Trecho do texto ->
::::::

Pedro Guilherme Moreira's Blog

December 17, 2018

10 pessoas a evitar no meio literário português

  A questão não é criar polémica do vazio, mas mapear a perfídia - vá, vamos ser simplórios, dizer quem são os maus - para  que os bem intencionados prossigam pela arte sem interferências.
Por outro lado, uma boa polémica nunca fez mal a ninguém e  hoje faltam polemistas com cultura literária e sabedoria. Aflige-me esse medo do novo puritanismo e dos novos puritanos, do politicamente correcto. Dói? Que doa. A literatura não se fez nem faz para meninos, apesar de serem meninos os que se acotovelam em bicos de pés para serem vistos.Literatura nem sequer é contemporaneidade, o tempo está-se marimbando para os que querem muito: curiosamente, os polemistas tendem a ficar na história. Ora cá estamos.

::::::

Dados apresentados ->
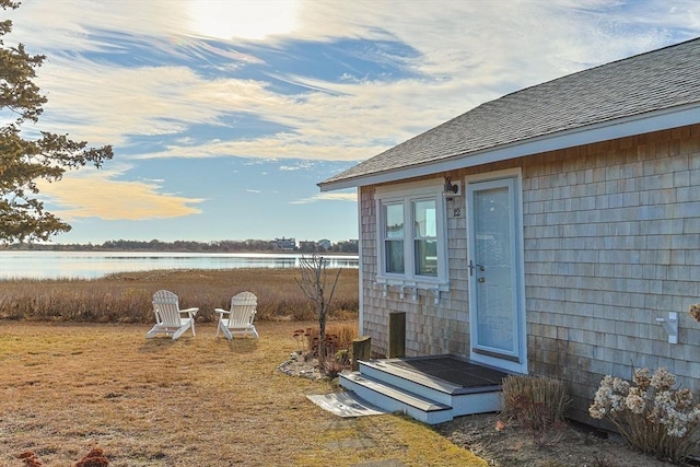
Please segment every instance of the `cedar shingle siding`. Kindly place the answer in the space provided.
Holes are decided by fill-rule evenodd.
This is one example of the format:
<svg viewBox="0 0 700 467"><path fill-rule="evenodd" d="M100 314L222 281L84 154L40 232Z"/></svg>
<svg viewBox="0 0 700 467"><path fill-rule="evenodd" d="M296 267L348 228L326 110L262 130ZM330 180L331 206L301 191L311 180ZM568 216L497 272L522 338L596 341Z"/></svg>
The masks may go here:
<svg viewBox="0 0 700 467"><path fill-rule="evenodd" d="M401 299L375 284L377 174L400 174L459 157L453 180L522 170L525 314L528 371L564 380L572 416L591 422L593 394L606 374L667 367L700 393L700 39L620 60L483 104L463 116L329 178L360 191L363 332L387 351L388 314L406 312L408 357L469 357L465 197L446 201L450 291L439 304L419 291ZM475 151L528 138L643 116L697 112L696 120L661 131L528 153L474 165ZM545 114L546 115L542 115ZM687 115L687 114L686 114ZM692 114L691 114L692 115ZM387 178L383 185L418 178ZM679 343L656 317L678 312Z"/></svg>

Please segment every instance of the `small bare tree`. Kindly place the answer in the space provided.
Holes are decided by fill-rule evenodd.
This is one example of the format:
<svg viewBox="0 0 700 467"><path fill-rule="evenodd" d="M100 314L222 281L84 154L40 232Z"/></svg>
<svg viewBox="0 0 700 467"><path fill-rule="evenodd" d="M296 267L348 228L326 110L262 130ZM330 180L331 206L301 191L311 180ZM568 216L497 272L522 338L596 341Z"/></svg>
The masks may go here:
<svg viewBox="0 0 700 467"><path fill-rule="evenodd" d="M299 268L301 270L301 279L294 279L299 287L314 304L316 305L316 317L318 318L318 364L323 369L326 358L324 341L326 339L326 319L330 311L330 302L332 294L338 284L338 278L342 268L338 269L332 282L328 281L328 271L326 267L328 260L317 253L311 256L302 256Z"/></svg>

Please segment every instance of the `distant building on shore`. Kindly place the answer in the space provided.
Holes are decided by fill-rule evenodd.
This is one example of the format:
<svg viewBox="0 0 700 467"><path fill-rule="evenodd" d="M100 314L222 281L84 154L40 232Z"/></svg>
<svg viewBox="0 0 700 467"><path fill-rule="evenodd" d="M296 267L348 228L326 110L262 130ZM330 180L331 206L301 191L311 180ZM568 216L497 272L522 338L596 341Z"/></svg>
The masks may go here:
<svg viewBox="0 0 700 467"><path fill-rule="evenodd" d="M294 252L296 249L295 238L275 238L275 249L281 249L282 252Z"/></svg>

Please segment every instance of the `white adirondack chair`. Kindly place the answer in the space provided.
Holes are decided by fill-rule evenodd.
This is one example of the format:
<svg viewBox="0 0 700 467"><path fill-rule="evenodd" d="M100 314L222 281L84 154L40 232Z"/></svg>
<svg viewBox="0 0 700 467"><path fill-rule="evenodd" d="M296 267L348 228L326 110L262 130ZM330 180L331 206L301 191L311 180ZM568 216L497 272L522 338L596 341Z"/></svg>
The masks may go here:
<svg viewBox="0 0 700 467"><path fill-rule="evenodd" d="M179 310L177 295L167 290L159 290L153 294L153 313L155 326L145 335L147 339L158 334L172 335L178 339L187 329L195 336L195 316L199 308Z"/></svg>
<svg viewBox="0 0 700 467"><path fill-rule="evenodd" d="M252 335L257 339L258 331L253 325L257 306L258 299L254 293L241 292L231 299L230 311L215 308L214 312L219 314L217 338L221 331L229 340L233 339L234 335Z"/></svg>

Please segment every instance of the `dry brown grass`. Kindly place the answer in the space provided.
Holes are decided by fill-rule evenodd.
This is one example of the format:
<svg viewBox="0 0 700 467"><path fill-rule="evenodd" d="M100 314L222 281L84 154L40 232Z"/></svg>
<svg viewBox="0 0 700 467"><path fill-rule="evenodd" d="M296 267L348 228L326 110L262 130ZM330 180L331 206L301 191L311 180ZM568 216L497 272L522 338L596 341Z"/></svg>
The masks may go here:
<svg viewBox="0 0 700 467"><path fill-rule="evenodd" d="M301 326L259 322L260 339L229 342L212 324L173 341L147 340L148 325L0 322L0 466L31 450L68 467L95 446L112 467L486 466L402 417L308 401L337 388L276 371Z"/></svg>
<svg viewBox="0 0 700 467"><path fill-rule="evenodd" d="M244 290L258 296L257 320L314 319L313 303L294 281L296 269L159 270L127 272L94 280L0 281L0 318L84 323L151 323L156 290L176 293L182 307L199 307L198 322L215 319ZM358 311L358 270L340 273L330 316Z"/></svg>

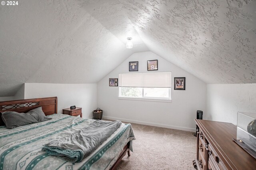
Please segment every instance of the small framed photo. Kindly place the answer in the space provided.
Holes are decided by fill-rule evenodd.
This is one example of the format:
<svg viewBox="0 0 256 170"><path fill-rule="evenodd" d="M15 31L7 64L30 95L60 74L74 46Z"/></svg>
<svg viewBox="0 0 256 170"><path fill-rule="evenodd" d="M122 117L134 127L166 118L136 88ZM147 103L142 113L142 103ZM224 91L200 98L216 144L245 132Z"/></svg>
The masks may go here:
<svg viewBox="0 0 256 170"><path fill-rule="evenodd" d="M129 71L138 71L138 61L129 62Z"/></svg>
<svg viewBox="0 0 256 170"><path fill-rule="evenodd" d="M185 77L174 77L174 90L185 90Z"/></svg>
<svg viewBox="0 0 256 170"><path fill-rule="evenodd" d="M118 86L118 79L110 78L109 79L109 86Z"/></svg>
<svg viewBox="0 0 256 170"><path fill-rule="evenodd" d="M148 71L157 70L158 69L158 60L148 61Z"/></svg>

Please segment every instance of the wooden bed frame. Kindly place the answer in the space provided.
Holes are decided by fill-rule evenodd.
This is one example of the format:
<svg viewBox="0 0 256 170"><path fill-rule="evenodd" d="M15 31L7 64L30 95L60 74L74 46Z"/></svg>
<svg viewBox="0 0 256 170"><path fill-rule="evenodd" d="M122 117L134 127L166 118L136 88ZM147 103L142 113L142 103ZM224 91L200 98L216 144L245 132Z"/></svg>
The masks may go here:
<svg viewBox="0 0 256 170"><path fill-rule="evenodd" d="M58 99L57 97L38 98L32 99L0 102L0 126L4 125L2 119L2 113L4 111L14 111L18 113L26 113L35 108L42 107L46 115L57 113ZM128 152L130 156L130 142L124 146L117 160L110 168L116 169L122 159Z"/></svg>

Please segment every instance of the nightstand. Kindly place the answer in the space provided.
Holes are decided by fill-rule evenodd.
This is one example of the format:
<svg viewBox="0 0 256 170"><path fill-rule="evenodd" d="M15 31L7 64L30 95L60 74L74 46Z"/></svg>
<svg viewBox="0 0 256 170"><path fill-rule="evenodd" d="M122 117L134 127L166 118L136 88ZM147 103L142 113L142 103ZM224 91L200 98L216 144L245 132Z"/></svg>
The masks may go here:
<svg viewBox="0 0 256 170"><path fill-rule="evenodd" d="M73 116L80 115L80 117L82 117L82 107L76 107L75 109L70 109L70 108L62 109L62 113Z"/></svg>

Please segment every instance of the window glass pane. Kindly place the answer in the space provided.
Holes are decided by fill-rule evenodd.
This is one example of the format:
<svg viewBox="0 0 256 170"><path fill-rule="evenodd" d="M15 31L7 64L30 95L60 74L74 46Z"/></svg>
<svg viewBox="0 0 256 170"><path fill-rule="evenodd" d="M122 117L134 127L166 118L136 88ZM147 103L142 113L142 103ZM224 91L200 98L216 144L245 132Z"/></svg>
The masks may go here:
<svg viewBox="0 0 256 170"><path fill-rule="evenodd" d="M124 87L121 88L121 96L123 97L142 97L142 88L138 87Z"/></svg>
<svg viewBox="0 0 256 170"><path fill-rule="evenodd" d="M146 97L169 98L169 88L144 88Z"/></svg>

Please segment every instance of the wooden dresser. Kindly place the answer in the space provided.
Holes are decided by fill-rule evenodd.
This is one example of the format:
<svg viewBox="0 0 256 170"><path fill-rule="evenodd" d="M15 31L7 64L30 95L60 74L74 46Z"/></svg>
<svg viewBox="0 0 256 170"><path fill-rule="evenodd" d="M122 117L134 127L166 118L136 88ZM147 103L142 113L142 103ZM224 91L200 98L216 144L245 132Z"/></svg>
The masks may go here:
<svg viewBox="0 0 256 170"><path fill-rule="evenodd" d="M80 115L80 117L82 117L82 107L76 107L74 109L70 109L69 108L62 109L62 113L70 116L78 116Z"/></svg>
<svg viewBox="0 0 256 170"><path fill-rule="evenodd" d="M256 159L232 139L236 126L232 123L195 119L196 123L196 158L200 170L256 170Z"/></svg>

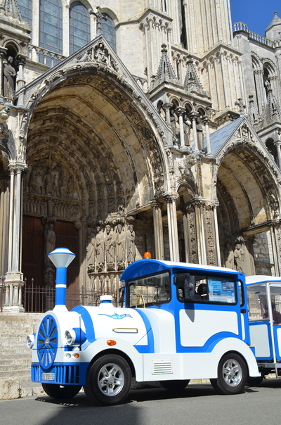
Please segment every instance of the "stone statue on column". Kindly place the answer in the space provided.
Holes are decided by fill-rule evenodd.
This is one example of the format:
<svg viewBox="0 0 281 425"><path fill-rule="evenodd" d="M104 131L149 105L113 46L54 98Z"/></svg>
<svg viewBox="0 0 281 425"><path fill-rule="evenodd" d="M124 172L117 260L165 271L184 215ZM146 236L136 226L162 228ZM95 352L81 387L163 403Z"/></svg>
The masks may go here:
<svg viewBox="0 0 281 425"><path fill-rule="evenodd" d="M55 233L53 230L53 224L50 223L47 224L47 228L45 230L45 253L46 253L46 262L48 262L48 254L53 251L55 246Z"/></svg>
<svg viewBox="0 0 281 425"><path fill-rule="evenodd" d="M196 123L196 132L197 134L198 149L200 151L204 151L203 127L198 120Z"/></svg>
<svg viewBox="0 0 281 425"><path fill-rule="evenodd" d="M241 243L236 243L234 250L234 264L237 272L243 272L244 250Z"/></svg>
<svg viewBox="0 0 281 425"><path fill-rule="evenodd" d="M126 260L126 235L124 231L123 226L120 224L117 225L117 235L116 238L116 258L117 262L118 270L122 270L125 268Z"/></svg>
<svg viewBox="0 0 281 425"><path fill-rule="evenodd" d="M88 240L87 240L87 264L95 264L95 234L92 227L88 227Z"/></svg>
<svg viewBox="0 0 281 425"><path fill-rule="evenodd" d="M127 260L128 264L131 264L136 260L136 246L135 246L135 232L133 231L133 224L129 224L129 231L127 232Z"/></svg>
<svg viewBox="0 0 281 425"><path fill-rule="evenodd" d="M96 228L96 260L97 272L103 272L105 265L105 235L100 226Z"/></svg>
<svg viewBox="0 0 281 425"><path fill-rule="evenodd" d="M8 61L5 61L3 64L4 76L4 96L12 99L15 92L15 80L17 75L15 68L13 68L12 56L8 58Z"/></svg>
<svg viewBox="0 0 281 425"><path fill-rule="evenodd" d="M115 269L115 265L116 240L115 233L112 230L110 224L107 224L107 226L105 226L105 246L106 265L107 267L107 271L111 271Z"/></svg>
<svg viewBox="0 0 281 425"><path fill-rule="evenodd" d="M183 115L183 132L185 146L190 147L190 126L188 121L188 115Z"/></svg>

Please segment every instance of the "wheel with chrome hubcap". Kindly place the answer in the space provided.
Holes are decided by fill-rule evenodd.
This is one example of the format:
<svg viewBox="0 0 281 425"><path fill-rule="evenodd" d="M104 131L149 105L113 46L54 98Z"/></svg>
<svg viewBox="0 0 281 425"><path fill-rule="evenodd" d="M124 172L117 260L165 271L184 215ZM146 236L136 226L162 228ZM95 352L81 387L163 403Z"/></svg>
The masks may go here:
<svg viewBox="0 0 281 425"><path fill-rule="evenodd" d="M214 388L221 394L241 393L247 379L244 360L234 353L226 354L218 363L218 379L210 379Z"/></svg>
<svg viewBox="0 0 281 425"><path fill-rule="evenodd" d="M126 360L116 355L98 359L87 373L84 391L91 402L110 405L122 402L131 388L131 369Z"/></svg>

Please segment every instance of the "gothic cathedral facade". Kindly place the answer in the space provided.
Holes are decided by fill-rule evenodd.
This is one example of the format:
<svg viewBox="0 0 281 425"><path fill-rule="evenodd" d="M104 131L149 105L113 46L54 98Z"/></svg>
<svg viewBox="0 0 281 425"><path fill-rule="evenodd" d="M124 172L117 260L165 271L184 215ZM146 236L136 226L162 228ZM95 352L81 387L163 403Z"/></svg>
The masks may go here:
<svg viewBox="0 0 281 425"><path fill-rule="evenodd" d="M156 259L281 275L281 19L229 0L2 0L0 276L117 293Z"/></svg>

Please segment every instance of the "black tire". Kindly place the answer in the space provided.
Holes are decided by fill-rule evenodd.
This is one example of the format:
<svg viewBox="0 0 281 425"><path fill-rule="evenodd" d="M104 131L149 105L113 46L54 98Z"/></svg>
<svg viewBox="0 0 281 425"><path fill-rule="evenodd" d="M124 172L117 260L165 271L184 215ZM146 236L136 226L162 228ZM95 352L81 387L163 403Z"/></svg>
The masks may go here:
<svg viewBox="0 0 281 425"><path fill-rule="evenodd" d="M244 360L237 354L230 353L221 357L218 366L218 379L210 379L220 394L239 394L245 386L248 371Z"/></svg>
<svg viewBox="0 0 281 425"><path fill-rule="evenodd" d="M62 400L63 398L72 398L74 397L81 388L81 385L65 385L65 386L58 383L42 383L44 391L49 397Z"/></svg>
<svg viewBox="0 0 281 425"><path fill-rule="evenodd" d="M249 385L249 386L257 386L262 383L263 378L264 374L263 372L261 372L261 376L254 376L254 378L251 376L248 376L247 383Z"/></svg>
<svg viewBox="0 0 281 425"><path fill-rule="evenodd" d="M109 406L125 400L131 383L131 372L126 361L119 355L107 354L92 364L84 388L91 402Z"/></svg>
<svg viewBox="0 0 281 425"><path fill-rule="evenodd" d="M163 388L168 391L181 391L188 385L189 379L175 380L175 381L160 381Z"/></svg>

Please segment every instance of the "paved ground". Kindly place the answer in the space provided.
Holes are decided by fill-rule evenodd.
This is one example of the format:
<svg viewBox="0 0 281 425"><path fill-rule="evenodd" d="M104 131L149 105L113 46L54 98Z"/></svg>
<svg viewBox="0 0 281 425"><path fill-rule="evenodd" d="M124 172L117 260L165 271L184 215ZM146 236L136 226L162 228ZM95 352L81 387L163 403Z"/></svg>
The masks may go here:
<svg viewBox="0 0 281 425"><path fill-rule="evenodd" d="M237 395L217 395L209 384L189 385L179 394L136 390L110 407L92 406L84 394L62 401L27 397L0 401L0 425L280 425L280 400L281 379Z"/></svg>

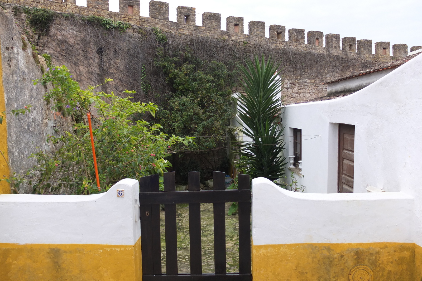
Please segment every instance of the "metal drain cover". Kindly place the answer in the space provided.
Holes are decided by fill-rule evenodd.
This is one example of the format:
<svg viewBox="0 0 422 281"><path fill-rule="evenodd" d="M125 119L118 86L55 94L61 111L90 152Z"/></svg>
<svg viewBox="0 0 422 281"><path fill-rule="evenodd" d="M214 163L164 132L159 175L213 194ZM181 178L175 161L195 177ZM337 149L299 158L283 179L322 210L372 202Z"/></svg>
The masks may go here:
<svg viewBox="0 0 422 281"><path fill-rule="evenodd" d="M373 273L366 265L355 265L349 273L350 281L372 281Z"/></svg>

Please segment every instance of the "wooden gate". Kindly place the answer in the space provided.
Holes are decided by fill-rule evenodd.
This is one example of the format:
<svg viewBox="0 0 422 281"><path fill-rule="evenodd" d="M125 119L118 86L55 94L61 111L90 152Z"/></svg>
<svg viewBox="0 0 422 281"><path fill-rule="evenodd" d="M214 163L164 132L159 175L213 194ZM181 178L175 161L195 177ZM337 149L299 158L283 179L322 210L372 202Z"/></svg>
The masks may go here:
<svg viewBox="0 0 422 281"><path fill-rule="evenodd" d="M214 190L201 190L199 172L189 173L189 191L176 191L174 172L165 173L164 191L159 190L158 175L139 180L141 246L143 281L231 280L250 281L251 191L249 176L238 175L238 189L225 190L225 174L213 172ZM226 270L226 202L238 202L239 268L238 273ZM179 274L176 204L189 204L190 250L189 274ZM214 204L215 274L202 273L200 203ZM165 204L166 274L162 273L160 204Z"/></svg>

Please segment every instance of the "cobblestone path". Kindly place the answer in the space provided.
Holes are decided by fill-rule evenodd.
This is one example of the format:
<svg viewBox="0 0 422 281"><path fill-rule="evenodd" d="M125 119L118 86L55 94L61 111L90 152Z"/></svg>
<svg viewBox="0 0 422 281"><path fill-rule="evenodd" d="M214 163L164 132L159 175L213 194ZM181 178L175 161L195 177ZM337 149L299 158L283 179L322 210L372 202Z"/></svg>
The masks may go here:
<svg viewBox="0 0 422 281"><path fill-rule="evenodd" d="M231 203L226 203L226 213ZM190 272L189 259L189 211L187 204L177 204L177 253L179 273ZM201 204L202 271L214 272L214 218L213 204ZM165 272L165 240L164 212L160 214L161 255L163 273ZM239 271L238 220L237 215L226 216L226 252L227 272Z"/></svg>

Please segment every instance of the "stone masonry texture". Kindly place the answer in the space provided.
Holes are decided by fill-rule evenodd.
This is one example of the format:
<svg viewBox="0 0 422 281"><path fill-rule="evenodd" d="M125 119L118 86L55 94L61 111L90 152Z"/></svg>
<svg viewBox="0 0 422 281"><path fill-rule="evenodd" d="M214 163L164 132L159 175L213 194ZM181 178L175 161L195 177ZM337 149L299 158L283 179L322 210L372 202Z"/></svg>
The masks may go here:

::::::

Tarefa proposta -> De acordo com o trecho do texto, o que falta hoje?

Solução do exercício -> Faltam polemistas com cultura literária e sabedoria.